• _Raw records_:

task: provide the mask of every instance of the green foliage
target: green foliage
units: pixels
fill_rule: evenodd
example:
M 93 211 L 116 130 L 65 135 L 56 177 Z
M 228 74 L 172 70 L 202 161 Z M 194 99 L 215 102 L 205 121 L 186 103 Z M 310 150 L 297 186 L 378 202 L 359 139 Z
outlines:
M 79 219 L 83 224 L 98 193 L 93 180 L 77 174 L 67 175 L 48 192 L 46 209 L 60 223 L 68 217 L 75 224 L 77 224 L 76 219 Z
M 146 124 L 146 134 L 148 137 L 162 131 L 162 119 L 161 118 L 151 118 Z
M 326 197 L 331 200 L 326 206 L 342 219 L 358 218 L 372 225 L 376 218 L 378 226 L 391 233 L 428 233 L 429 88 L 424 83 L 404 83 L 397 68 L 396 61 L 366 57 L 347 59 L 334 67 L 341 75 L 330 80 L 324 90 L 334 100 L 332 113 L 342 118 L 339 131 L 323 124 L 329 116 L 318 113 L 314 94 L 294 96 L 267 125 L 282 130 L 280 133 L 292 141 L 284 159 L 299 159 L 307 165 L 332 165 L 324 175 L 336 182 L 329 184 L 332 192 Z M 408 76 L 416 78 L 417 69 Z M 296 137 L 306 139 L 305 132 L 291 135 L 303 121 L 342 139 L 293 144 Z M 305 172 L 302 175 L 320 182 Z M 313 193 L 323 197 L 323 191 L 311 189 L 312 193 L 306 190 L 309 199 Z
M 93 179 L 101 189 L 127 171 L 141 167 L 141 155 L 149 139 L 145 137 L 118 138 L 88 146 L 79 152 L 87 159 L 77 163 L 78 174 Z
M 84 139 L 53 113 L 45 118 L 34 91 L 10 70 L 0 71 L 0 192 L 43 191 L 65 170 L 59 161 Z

• _To do_:
Copy out the data again, putting "leafy plants" wherever "green foliage" appears. Keep every other line unchanged.

• _Solution to this task_:
task: provide the mask of every instance of the leafy plants
target: leafy plants
units: pixels
fill_rule: evenodd
example:
M 93 211 L 116 130 L 65 135 L 56 177 Z
M 228 74 L 172 70 L 202 161 Z M 194 99 L 215 102 L 205 121 L 186 103 Z M 310 150 L 297 186 L 378 202 L 359 139 Z
outlines:
M 79 219 L 83 224 L 98 193 L 93 180 L 77 174 L 67 175 L 48 192 L 46 209 L 60 223 L 68 217 L 75 224 L 77 224 L 76 219 Z
M 146 124 L 146 134 L 148 137 L 162 131 L 162 119 L 161 118 L 151 118 Z
M 326 197 L 331 200 L 326 206 L 342 219 L 358 218 L 372 225 L 376 218 L 378 226 L 391 233 L 428 233 L 429 88 L 424 83 L 404 83 L 397 68 L 396 61 L 366 57 L 347 59 L 334 67 L 341 75 L 330 80 L 324 90 L 334 100 L 332 113 L 342 118 L 339 131 L 323 124 L 329 116 L 318 113 L 314 94 L 294 96 L 267 125 L 282 130 L 280 133 L 292 141 L 284 159 L 299 159 L 307 165 L 332 165 L 324 175 L 336 182 L 329 184 L 332 192 Z M 408 76 L 416 78 L 417 69 Z M 296 137 L 306 139 L 305 132 L 291 135 L 303 121 L 342 139 L 293 144 Z M 305 172 L 302 175 L 320 182 Z M 313 193 L 323 197 L 323 191 L 311 189 L 312 193 L 306 190 L 309 199 Z
M 93 179 L 101 189 L 127 171 L 141 167 L 141 155 L 149 139 L 145 137 L 118 138 L 88 146 L 79 152 L 87 159 L 77 163 L 78 174 Z
M 84 139 L 53 113 L 45 118 L 34 91 L 10 70 L 0 71 L 0 192 L 43 191 L 65 170 L 59 161 Z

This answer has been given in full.